Which lines in the records below contain the word "young"? Gather every one of them.

[START]

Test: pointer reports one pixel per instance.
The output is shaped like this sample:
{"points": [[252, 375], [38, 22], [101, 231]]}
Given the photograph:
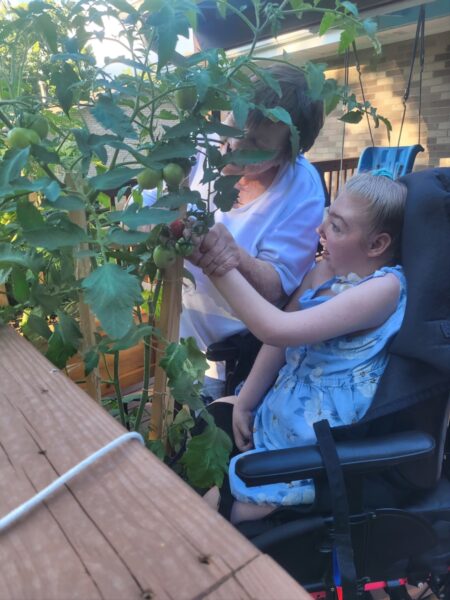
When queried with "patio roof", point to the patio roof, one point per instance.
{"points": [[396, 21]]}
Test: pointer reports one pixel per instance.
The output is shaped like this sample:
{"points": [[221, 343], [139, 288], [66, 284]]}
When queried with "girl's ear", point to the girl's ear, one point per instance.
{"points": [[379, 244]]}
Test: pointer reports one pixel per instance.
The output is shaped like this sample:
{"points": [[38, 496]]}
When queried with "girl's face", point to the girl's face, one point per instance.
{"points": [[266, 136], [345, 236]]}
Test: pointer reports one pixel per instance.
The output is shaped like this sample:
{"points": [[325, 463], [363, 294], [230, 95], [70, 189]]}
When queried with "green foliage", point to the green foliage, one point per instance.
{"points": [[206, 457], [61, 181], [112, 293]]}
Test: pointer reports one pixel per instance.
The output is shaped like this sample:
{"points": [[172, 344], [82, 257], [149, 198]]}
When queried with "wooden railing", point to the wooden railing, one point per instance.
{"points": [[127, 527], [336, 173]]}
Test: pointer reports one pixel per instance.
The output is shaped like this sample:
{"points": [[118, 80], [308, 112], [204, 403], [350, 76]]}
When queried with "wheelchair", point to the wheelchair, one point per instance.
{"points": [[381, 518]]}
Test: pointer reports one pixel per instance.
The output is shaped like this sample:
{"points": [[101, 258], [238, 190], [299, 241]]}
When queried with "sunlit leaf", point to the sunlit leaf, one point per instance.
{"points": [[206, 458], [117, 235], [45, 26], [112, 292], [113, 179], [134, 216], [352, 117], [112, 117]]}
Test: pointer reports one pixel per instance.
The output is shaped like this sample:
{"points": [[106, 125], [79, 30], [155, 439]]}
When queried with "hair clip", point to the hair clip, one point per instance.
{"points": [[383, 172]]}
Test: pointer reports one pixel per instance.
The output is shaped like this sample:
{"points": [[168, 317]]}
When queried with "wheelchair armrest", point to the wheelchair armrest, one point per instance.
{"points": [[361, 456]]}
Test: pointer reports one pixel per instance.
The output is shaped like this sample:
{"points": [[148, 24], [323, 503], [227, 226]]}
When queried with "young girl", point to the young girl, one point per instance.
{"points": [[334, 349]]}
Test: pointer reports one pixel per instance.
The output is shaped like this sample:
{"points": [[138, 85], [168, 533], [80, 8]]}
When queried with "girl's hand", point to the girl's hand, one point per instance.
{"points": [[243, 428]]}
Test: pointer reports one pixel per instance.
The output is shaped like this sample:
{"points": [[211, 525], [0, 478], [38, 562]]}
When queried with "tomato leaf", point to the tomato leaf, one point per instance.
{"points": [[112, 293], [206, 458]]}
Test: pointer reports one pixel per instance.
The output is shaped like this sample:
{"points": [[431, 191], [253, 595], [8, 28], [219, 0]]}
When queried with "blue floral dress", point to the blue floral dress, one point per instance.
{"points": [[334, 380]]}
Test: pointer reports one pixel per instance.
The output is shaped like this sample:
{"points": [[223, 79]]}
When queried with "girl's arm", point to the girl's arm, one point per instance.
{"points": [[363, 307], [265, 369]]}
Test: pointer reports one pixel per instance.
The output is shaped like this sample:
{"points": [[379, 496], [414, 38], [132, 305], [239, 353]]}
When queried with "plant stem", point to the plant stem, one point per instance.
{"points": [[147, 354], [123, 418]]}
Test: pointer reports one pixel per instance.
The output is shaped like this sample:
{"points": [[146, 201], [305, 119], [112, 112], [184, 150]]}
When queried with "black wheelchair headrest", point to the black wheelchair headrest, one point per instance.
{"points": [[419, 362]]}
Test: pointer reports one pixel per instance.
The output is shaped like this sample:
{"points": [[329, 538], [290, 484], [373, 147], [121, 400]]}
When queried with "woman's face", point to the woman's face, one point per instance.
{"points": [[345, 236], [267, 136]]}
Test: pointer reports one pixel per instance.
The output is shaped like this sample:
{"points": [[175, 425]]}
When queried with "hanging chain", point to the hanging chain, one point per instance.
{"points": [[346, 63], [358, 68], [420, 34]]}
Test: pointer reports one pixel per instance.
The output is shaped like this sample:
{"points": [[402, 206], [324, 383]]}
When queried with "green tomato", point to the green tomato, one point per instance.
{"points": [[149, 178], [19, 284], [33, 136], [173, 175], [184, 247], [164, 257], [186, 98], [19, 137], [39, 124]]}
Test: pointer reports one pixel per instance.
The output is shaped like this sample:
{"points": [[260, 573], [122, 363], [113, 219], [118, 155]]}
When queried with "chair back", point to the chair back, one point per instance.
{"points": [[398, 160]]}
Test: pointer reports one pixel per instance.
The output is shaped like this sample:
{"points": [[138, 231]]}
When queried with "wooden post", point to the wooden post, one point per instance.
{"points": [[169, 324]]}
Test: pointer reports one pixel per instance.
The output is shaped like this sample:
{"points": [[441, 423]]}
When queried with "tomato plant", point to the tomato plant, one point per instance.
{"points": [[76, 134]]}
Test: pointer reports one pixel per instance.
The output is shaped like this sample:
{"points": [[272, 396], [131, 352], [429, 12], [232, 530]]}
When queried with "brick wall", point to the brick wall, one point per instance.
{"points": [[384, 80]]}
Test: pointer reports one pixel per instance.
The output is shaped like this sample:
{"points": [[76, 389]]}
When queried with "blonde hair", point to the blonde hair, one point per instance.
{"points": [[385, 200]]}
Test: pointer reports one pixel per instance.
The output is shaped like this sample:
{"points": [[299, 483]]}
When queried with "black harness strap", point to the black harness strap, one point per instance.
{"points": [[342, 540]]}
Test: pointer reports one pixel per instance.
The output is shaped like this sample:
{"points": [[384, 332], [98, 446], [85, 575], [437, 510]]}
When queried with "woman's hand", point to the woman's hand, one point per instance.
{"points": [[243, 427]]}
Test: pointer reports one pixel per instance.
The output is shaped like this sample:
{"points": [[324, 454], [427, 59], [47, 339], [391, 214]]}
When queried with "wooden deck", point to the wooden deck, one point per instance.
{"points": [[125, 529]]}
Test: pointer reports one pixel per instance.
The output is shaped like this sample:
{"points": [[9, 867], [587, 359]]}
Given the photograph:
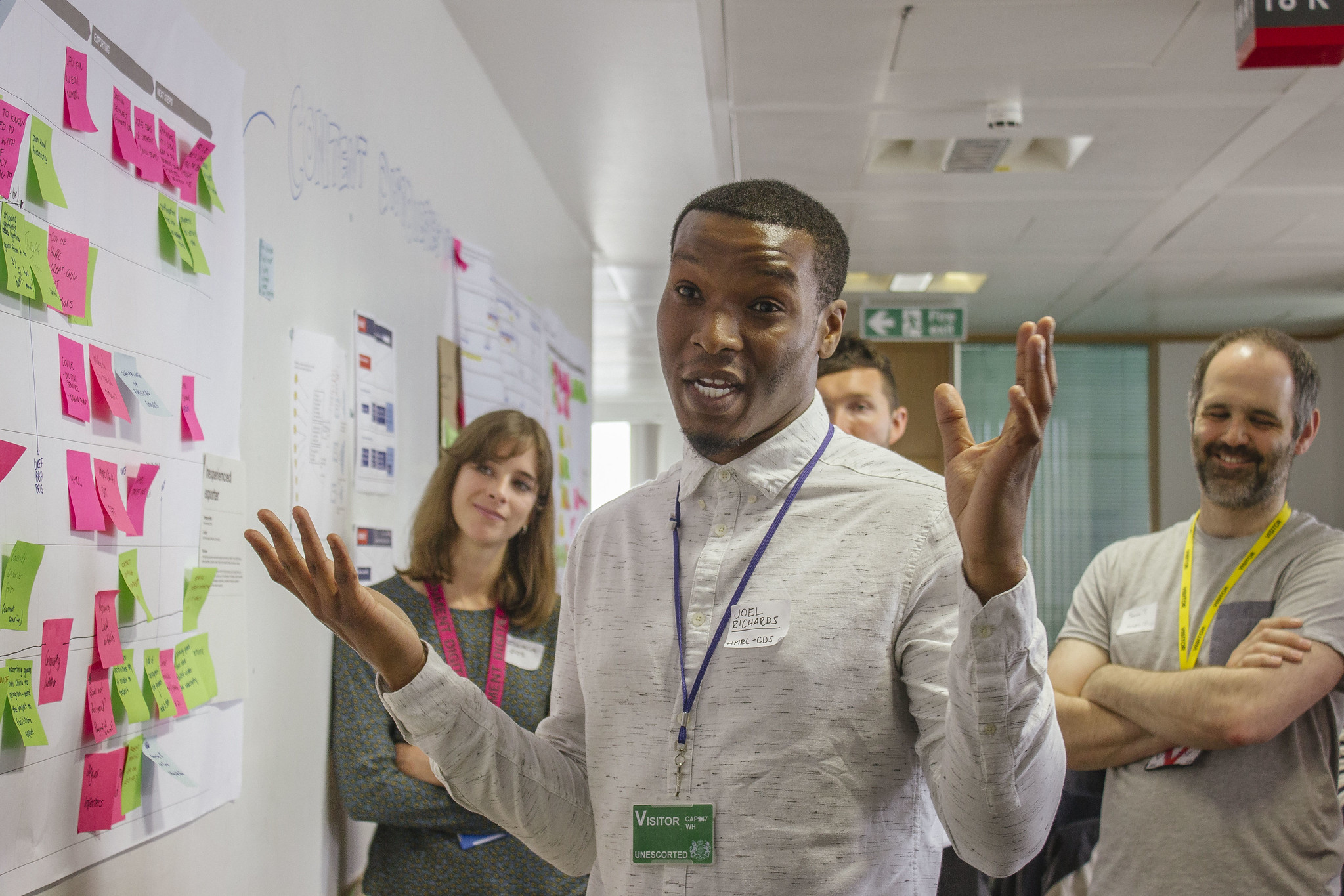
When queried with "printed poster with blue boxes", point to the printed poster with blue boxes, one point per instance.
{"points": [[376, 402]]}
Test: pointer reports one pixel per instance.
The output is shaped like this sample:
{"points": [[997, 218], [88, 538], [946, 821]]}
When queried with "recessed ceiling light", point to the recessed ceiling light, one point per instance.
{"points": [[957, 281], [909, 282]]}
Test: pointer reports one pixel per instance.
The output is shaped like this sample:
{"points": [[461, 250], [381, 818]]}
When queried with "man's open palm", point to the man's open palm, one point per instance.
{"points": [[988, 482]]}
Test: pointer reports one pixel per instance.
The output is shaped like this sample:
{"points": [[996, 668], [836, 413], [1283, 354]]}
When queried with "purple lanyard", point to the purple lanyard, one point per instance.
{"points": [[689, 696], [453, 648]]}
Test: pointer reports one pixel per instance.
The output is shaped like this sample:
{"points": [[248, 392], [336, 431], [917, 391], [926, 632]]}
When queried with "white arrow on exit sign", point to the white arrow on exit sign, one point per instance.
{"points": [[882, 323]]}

[END]
[START]

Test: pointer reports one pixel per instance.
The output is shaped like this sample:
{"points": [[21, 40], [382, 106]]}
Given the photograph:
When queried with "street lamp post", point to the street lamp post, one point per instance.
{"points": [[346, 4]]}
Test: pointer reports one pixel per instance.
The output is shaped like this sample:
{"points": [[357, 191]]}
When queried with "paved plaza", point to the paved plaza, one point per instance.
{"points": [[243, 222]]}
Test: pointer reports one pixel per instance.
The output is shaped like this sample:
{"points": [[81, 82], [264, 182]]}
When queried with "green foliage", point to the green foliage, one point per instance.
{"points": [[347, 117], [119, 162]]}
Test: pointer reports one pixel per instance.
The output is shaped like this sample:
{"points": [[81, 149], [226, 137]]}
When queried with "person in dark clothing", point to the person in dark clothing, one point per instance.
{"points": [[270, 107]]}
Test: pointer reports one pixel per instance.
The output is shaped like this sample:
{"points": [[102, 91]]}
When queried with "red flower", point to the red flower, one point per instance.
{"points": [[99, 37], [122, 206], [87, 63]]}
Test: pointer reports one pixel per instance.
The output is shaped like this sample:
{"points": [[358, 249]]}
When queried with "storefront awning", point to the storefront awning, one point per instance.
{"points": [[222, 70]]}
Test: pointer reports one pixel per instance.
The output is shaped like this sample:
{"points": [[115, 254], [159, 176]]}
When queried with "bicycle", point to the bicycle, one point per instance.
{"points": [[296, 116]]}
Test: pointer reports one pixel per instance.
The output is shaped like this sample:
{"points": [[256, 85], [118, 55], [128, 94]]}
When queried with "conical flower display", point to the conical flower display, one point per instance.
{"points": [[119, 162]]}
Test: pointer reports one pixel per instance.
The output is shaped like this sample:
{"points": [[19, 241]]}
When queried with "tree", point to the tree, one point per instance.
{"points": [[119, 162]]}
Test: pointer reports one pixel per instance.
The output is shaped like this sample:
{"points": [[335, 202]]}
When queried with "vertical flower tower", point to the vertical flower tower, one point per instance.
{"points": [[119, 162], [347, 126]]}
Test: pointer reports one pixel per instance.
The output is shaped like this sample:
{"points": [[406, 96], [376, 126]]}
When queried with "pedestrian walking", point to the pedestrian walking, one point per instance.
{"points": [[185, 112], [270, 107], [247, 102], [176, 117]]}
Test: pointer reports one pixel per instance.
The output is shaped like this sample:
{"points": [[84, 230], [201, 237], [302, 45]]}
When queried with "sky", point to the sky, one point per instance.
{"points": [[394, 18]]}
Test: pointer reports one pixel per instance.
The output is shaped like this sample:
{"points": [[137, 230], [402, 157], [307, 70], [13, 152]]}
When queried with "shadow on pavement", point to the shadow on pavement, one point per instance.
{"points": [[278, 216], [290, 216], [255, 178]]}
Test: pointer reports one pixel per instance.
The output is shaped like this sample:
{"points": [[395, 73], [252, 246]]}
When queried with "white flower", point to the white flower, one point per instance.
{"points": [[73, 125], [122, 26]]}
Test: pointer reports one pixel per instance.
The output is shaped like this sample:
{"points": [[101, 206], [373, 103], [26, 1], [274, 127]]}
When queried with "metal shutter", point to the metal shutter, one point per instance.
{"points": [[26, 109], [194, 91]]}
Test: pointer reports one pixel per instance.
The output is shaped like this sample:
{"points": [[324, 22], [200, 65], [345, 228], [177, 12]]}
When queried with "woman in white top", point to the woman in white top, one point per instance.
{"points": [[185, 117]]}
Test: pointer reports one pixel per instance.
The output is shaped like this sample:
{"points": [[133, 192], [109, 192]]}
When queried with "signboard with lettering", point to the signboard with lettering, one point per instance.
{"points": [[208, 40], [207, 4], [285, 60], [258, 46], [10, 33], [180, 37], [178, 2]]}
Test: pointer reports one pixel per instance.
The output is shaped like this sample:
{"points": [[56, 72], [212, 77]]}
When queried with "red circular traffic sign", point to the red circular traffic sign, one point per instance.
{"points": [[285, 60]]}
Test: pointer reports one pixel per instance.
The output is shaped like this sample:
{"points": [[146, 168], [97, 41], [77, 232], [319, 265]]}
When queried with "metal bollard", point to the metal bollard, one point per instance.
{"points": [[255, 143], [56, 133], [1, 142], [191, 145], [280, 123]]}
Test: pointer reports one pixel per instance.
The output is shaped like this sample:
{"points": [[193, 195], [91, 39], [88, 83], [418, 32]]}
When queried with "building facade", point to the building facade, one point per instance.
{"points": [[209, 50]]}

[END]
[START]

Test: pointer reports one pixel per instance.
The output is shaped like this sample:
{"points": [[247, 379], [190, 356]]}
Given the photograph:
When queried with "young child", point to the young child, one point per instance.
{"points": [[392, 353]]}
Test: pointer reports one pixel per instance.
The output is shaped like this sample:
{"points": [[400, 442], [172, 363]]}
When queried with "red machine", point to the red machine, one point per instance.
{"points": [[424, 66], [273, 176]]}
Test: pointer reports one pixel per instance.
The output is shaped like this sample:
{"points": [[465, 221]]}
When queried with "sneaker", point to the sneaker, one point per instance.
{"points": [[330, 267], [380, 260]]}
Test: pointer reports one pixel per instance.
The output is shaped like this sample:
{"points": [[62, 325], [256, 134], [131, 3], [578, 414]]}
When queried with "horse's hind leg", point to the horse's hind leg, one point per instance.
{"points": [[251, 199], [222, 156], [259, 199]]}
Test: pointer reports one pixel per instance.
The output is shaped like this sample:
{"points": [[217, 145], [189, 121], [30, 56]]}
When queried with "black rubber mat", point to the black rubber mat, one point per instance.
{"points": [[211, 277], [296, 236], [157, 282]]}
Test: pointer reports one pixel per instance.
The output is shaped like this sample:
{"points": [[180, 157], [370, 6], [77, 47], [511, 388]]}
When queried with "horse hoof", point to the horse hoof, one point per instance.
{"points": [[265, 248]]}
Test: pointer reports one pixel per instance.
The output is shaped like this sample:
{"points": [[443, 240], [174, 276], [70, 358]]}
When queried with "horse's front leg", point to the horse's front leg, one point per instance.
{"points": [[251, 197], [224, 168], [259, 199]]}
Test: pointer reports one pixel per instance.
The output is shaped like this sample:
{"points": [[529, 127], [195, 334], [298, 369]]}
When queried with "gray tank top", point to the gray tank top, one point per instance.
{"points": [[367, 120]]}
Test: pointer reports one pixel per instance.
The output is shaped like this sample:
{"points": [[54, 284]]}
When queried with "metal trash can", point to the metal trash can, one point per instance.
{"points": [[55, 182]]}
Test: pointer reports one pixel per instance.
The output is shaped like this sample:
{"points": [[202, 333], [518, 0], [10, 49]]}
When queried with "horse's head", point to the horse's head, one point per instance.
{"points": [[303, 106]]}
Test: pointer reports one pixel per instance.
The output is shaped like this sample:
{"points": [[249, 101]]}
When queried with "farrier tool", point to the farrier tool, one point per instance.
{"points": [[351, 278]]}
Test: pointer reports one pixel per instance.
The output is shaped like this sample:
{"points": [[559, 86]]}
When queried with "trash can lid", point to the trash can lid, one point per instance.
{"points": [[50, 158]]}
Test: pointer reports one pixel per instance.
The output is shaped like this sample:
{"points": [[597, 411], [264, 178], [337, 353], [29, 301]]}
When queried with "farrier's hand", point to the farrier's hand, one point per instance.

[END]

• _Output for this task_:
When queried with "young girl", point to the young girl, one point per instance.
When queried with "young child", point to the young child, one point per instance.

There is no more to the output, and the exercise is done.